Work to do → Rewrite all of the rows below, putting "Instructions for the class" wherever "Note to the class" appears and changing nothing else. Leave the pictures out of your answer.

[START Dataset entries]

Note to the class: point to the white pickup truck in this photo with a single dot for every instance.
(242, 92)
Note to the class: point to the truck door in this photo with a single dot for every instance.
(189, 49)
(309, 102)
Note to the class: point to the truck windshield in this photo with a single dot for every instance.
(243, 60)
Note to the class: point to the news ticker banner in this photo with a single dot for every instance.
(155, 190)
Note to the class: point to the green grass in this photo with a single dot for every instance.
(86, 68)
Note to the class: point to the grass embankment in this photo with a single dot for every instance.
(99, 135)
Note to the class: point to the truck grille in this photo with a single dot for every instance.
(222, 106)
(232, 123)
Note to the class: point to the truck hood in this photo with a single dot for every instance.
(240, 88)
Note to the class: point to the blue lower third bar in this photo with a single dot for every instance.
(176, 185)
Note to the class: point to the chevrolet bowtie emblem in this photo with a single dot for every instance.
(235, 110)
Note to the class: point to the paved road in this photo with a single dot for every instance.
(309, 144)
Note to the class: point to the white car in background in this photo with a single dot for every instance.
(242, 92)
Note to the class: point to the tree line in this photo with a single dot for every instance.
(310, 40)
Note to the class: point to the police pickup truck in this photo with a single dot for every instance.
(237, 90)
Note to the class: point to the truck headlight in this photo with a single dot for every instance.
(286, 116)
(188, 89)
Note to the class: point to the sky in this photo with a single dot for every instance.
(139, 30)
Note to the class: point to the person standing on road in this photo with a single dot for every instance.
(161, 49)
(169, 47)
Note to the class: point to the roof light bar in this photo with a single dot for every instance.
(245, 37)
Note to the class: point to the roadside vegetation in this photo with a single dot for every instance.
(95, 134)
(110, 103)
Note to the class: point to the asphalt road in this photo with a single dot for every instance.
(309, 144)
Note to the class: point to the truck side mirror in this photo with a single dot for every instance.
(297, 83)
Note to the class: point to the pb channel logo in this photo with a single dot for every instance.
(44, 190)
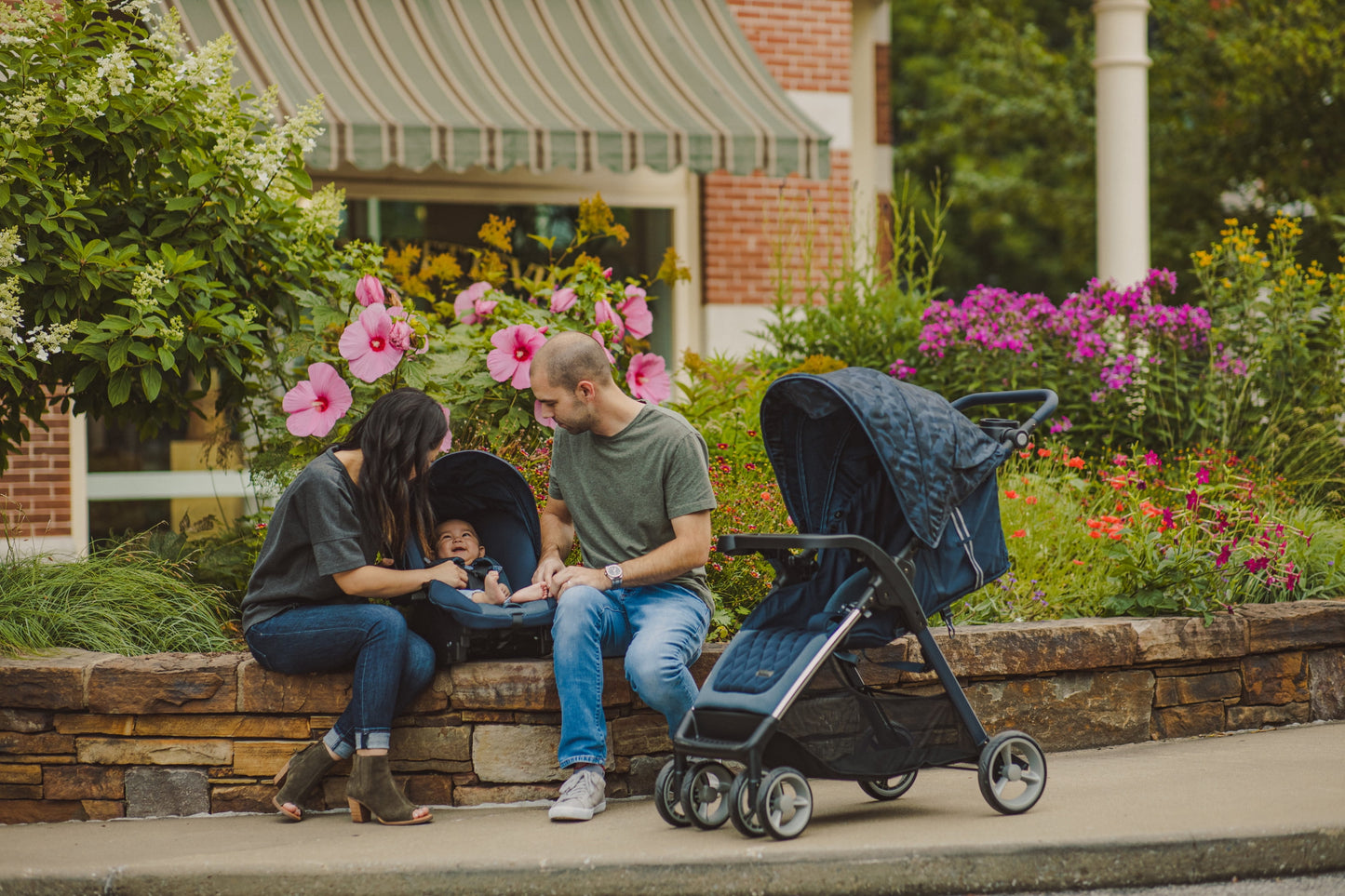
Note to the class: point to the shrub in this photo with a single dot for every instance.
(155, 222)
(127, 600)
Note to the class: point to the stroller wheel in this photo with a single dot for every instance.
(888, 787)
(667, 787)
(1012, 772)
(705, 794)
(743, 808)
(785, 805)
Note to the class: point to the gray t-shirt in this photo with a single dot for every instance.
(314, 533)
(625, 490)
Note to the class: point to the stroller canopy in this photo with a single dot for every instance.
(489, 492)
(826, 434)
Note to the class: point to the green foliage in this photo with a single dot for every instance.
(997, 97)
(864, 305)
(156, 220)
(127, 600)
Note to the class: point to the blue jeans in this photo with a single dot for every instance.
(392, 663)
(659, 628)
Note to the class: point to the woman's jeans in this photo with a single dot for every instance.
(392, 663)
(659, 628)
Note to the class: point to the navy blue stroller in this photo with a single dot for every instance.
(489, 492)
(894, 497)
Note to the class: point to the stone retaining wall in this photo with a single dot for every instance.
(87, 735)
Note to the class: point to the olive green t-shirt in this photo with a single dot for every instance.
(623, 491)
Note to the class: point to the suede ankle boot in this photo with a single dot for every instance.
(300, 775)
(371, 790)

[END Dataset entries]

Correct output →
Instructions for the class: point to the white pickup truck in this photo with a single dot for every instance.
(242, 92)
Instructions for the class: point to the truck door in this photo with a single dot for every instance.
(189, 49)
(309, 102)
Instructions for the class: point to the truck windshield in this photo with a single dot for every instance.
(243, 60)
Instructions for the class: point to the news ticker banner in this photo with a single dot for every instance.
(155, 190)
Instructions for the class: point to the green grass in this photo with a single dot for every instance.
(86, 68)
Instructions for the class: point to the grass embankment in this photo with a single dot for every instance.
(99, 135)
Instructions for the class: point to the truck grille in this photo with a single dot for every instance.
(222, 106)
(232, 123)
Instructions for the class: point to the truck hood in this photo with a single dot for every instance.
(240, 88)
Instructions for the class: point to the blue lower third bar in this photo with a single dot for every instance.
(176, 185)
Instructions for the class: point to the chevrolet bowtie emblem in this photo with a single dot for every instance.
(235, 110)
Instructions for the class: point to the paved road in this photo with a single dot for every instance.
(309, 144)
Instructions for the class: point to the white car in background in this photo with a single dot for every instance.
(242, 92)
Instructions for the class: point to the tree line in this photo with a single dot for every instance.
(310, 40)
Instructions for the class: point to the police pickup truck in this photo with a single dot for every instance.
(237, 90)
Instructions for the class: point to the truck headlight in this photo with a single dot for every instance.
(286, 116)
(188, 89)
Instructions for the class: point to the sky in this photo with a single dot for every instance.
(139, 30)
Instructions for the class: point to the person standing on road in this photo with a single dot for every instance.
(161, 49)
(169, 47)
Instructions for the class: point to the roof light bar in this photo with a single dot for every instance.
(245, 37)
Instructions for the class: point to the roadside vegetation in this photo with a single dot for every instance.
(95, 134)
(110, 103)
Instructions for the class: point to the asphalt road in this photo with a single dot for every instance.
(309, 144)
Instructions for the class: point to the truck side mirror in this photo with a single dot for every instance.
(297, 83)
Instructions for the class: point to the pb channel logo in this photo with a single dot for every instance.
(44, 190)
Instructions for the class: point to the shrub in this photo with a single dot for every instance.
(155, 222)
(127, 600)
Instructions for the class: point to the stroller wheel in this photo with a single dot for every instance.
(888, 787)
(667, 787)
(1012, 772)
(705, 794)
(743, 808)
(785, 805)
Instructions for the class: point to the gray t-shirt in this photo with a single dot for every instance.
(314, 533)
(625, 490)
Instructions for the class: point to the stroller canopy in this photo with a single dot for every instance.
(489, 492)
(826, 434)
Instructions for the class: point to the green foliage in this photo with a single dot for every instance.
(997, 97)
(864, 305)
(156, 220)
(127, 600)
Instructions for the class: point to the blue jeans in this photo with a single dot for every instance.
(392, 663)
(659, 628)
Instructions for the class: point to the woman's jeans in this photo with a single dot for every instance.
(392, 663)
(659, 628)
Instructions for the class: point to the navy blue stroller in this photo with a single dot for every instance.
(489, 492)
(894, 497)
Instructions for the class: point to the stone retaining wall in this photo with a single dot for every instance.
(87, 735)
Instructions for the class: point to the olive green t-shirt in this photo with a single dot for every instance.
(623, 491)
Instructions for the class: point to the suede ankle boot in this photo with a single dot for every instance.
(300, 775)
(371, 790)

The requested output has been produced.